-------- Extracted records

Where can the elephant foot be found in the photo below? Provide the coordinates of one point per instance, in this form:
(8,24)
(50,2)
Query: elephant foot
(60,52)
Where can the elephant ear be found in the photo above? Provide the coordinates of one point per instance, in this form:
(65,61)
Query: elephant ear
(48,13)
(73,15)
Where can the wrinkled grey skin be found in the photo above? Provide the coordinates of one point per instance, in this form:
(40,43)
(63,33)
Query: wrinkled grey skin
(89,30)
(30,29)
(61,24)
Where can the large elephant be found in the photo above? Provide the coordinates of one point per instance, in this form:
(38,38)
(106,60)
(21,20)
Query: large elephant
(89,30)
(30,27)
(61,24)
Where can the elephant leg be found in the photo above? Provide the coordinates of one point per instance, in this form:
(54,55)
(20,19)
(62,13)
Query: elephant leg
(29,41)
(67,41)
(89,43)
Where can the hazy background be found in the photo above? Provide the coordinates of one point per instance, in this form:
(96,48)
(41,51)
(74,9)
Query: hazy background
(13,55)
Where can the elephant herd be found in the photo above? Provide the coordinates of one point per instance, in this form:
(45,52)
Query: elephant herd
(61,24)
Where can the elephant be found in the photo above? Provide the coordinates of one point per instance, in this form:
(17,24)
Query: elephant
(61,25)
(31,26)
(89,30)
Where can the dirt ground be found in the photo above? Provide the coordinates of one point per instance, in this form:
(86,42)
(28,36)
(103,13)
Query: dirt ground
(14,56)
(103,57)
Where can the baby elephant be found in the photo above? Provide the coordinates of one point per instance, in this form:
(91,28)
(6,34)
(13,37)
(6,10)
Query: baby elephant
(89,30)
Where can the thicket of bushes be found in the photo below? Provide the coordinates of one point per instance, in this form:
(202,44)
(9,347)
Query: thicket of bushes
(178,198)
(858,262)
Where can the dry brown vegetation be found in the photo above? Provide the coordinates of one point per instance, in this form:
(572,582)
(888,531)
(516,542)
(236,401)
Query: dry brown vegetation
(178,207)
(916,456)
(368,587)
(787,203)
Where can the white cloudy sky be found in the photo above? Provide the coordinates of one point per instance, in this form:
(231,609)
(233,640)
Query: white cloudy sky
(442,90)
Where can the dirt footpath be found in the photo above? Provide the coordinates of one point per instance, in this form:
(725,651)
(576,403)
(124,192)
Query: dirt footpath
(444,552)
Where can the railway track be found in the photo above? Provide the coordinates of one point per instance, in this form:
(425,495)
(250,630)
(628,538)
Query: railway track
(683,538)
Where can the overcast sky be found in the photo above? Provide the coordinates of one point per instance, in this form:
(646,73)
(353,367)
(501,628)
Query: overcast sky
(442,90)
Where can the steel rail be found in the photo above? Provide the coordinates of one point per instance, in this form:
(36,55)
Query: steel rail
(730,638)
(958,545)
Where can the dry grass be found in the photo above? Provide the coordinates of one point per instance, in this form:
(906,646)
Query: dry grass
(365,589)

----------------

**Work to do:**
Print the lines above exactly, starting with the line that contains "Where can the dirt ground" and continuing through the last line, both ends included.

**Solution to the problem:**
Where can the dirt ground be found in the photo above? Provide the coordinates of one point per instance, in this form:
(86,42)
(28,36)
(103,13)
Query: dirt ground
(14,56)
(103,57)
Where can the baby elephant be found in the photo above? Provide the coordinates of one point per instance, in this form:
(91,28)
(6,34)
(13,37)
(6,10)
Query: baby elephant
(89,30)
Where can the thicket of bushes be found in the photo below? Provide the coordinates of one point per instance, in this form:
(202,44)
(9,347)
Query: thicket of bushes
(178,198)
(858,262)
Where can the dry brown vegetation be found in the photo above? Provide the coordinates of one point per instance, in this form:
(572,582)
(888,531)
(516,542)
(236,401)
Query: dry brown vegetation
(178,207)
(916,456)
(368,587)
(787,203)
Where can the white cloudy sky be found in the photo above? Provide the coordinates of one point per instance, in this form:
(231,609)
(233,640)
Query: white cloudy sky
(442,90)
Where can the dirt footpath be found in the photo above? Provide the coordinates of one point per instance, in this form:
(725,651)
(576,403)
(124,192)
Query: dirt footpath
(444,552)
Where can the railway track be found in the photo above? Provide the coordinates of one point per instance, in this form:
(425,495)
(250,630)
(628,538)
Query: railway track
(683,538)
Where can the overcast sky be found in the photo above? Provide the coordinates of one point per instance, in this form:
(646,73)
(353,367)
(501,628)
Query: overcast sky
(442,90)
Where can the steel rail be found in the photo above? Provide the coordinates of one point per instance, in this form:
(36,55)
Query: steel rail
(730,638)
(958,545)
Where can the dry grass be found in the photo above? Provide the coordinates of one point per instance, in this form:
(906,646)
Query: dry grass
(365,589)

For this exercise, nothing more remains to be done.